BEGIN THE RECORDS

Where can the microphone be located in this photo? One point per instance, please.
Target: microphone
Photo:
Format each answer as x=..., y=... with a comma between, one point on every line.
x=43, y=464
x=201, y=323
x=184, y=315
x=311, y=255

END THE RECORDS

AIM
Print every item above again, keeping each line unchanged.

EXERCISE RESPONSE
Where can the microphone be located in this photo? One point per instance, please.
Target: microphone
Photo:
Format each answer as x=..., y=... with a comma between, one point on every line.
x=43, y=464
x=201, y=323
x=184, y=315
x=311, y=255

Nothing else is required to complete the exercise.